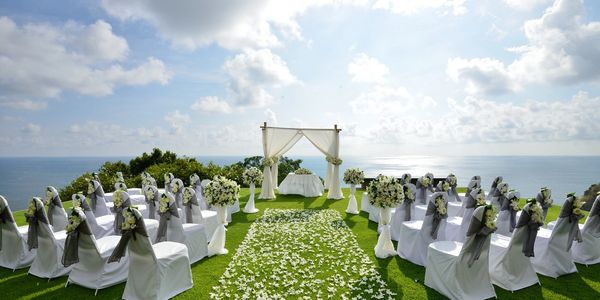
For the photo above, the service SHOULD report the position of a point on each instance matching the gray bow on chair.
(127, 235)
(567, 212)
(161, 234)
(481, 233)
(532, 228)
(71, 252)
(33, 220)
(5, 216)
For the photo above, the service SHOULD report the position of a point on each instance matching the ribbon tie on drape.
(5, 217)
(567, 212)
(32, 231)
(71, 252)
(161, 234)
(126, 236)
(532, 229)
(437, 218)
(119, 218)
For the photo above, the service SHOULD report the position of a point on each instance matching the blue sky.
(455, 77)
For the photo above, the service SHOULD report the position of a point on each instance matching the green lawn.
(403, 277)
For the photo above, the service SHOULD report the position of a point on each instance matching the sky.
(198, 77)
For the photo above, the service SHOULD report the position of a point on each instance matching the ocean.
(23, 178)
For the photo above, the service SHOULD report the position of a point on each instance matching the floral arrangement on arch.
(302, 171)
(385, 191)
(333, 160)
(252, 175)
(221, 191)
(354, 176)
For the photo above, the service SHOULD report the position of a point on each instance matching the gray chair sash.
(126, 236)
(71, 251)
(437, 217)
(567, 212)
(161, 234)
(5, 217)
(477, 227)
(32, 231)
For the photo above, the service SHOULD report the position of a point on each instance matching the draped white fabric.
(277, 141)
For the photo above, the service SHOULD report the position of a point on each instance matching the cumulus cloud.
(364, 68)
(42, 61)
(561, 49)
(407, 7)
(211, 104)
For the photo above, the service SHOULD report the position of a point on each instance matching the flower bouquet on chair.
(252, 177)
(353, 176)
(385, 192)
(220, 193)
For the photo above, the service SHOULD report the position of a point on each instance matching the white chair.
(461, 271)
(98, 203)
(588, 251)
(552, 254)
(510, 264)
(158, 271)
(194, 215)
(415, 236)
(192, 235)
(56, 213)
(89, 257)
(14, 253)
(49, 244)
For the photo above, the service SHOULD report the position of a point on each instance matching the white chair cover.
(47, 262)
(415, 236)
(588, 252)
(14, 253)
(158, 271)
(56, 213)
(448, 272)
(93, 270)
(552, 254)
(510, 268)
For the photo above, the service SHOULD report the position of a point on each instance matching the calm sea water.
(23, 178)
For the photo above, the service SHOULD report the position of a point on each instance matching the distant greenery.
(157, 163)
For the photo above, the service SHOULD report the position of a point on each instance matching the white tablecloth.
(305, 185)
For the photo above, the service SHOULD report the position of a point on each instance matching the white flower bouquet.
(221, 191)
(129, 221)
(385, 191)
(490, 217)
(74, 219)
(354, 176)
(252, 175)
(302, 171)
(333, 160)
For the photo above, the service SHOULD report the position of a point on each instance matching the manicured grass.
(403, 277)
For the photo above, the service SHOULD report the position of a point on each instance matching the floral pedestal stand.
(249, 208)
(217, 242)
(352, 205)
(384, 247)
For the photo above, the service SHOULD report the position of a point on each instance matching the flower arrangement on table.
(221, 191)
(354, 176)
(252, 175)
(302, 171)
(334, 160)
(385, 192)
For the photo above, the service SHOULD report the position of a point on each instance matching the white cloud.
(408, 7)
(525, 4)
(178, 120)
(211, 104)
(25, 104)
(561, 49)
(364, 68)
(43, 61)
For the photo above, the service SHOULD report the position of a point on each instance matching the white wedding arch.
(278, 140)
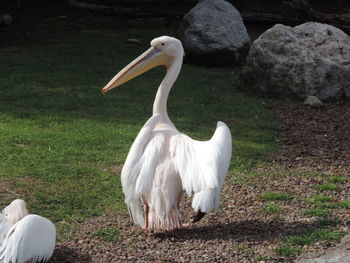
-=-=-
● **What is needed**: All lines from the one containing "white chair cover." to the last line of the records above, both included, need to be repeated word for word; omit the pictures.

● **Answer section**:
For the photo above, the service SHOULD report the position of a point on each instance matching the white chair cover.
(47, 262)
(415, 236)
(588, 252)
(14, 253)
(158, 271)
(56, 213)
(448, 272)
(93, 270)
(552, 254)
(510, 268)
For the photo above, the service SHOULD report the position of a point on each instance matching the calm sea water.
(23, 178)
For the photo above, the service SHOULD report the position of a point on each instance matching the distant greenery.
(157, 163)
For the photo above, the service SHOULD report the position of a point on each instance matching the white tablecloth.
(305, 185)
For the photo above, the service SHOULD report the position of a point on each instance matching the white flower bouquet.
(221, 191)
(129, 221)
(385, 191)
(490, 217)
(74, 219)
(354, 176)
(252, 175)
(302, 171)
(333, 160)
For the photo above, the service SHOULD report the position of a point on each instance matching the manicured grass.
(403, 277)
For the photo above, the service SHOULD report the position of a point on each instance matching the floral pedestal stand.
(249, 208)
(217, 242)
(352, 205)
(384, 247)
For the photo above, the service SHOULD report the position of a point on each instance matching the flower arrangement on table.
(221, 191)
(354, 176)
(252, 175)
(302, 171)
(334, 160)
(385, 192)
For the photo above, the service SHOULD report the position of a point on each instance matching the white cloud.
(408, 7)
(525, 4)
(178, 120)
(211, 104)
(25, 104)
(561, 49)
(364, 68)
(43, 61)
For the photo above, the service SHOULD report the position of a point on each instance matching the white wedding arch.
(278, 140)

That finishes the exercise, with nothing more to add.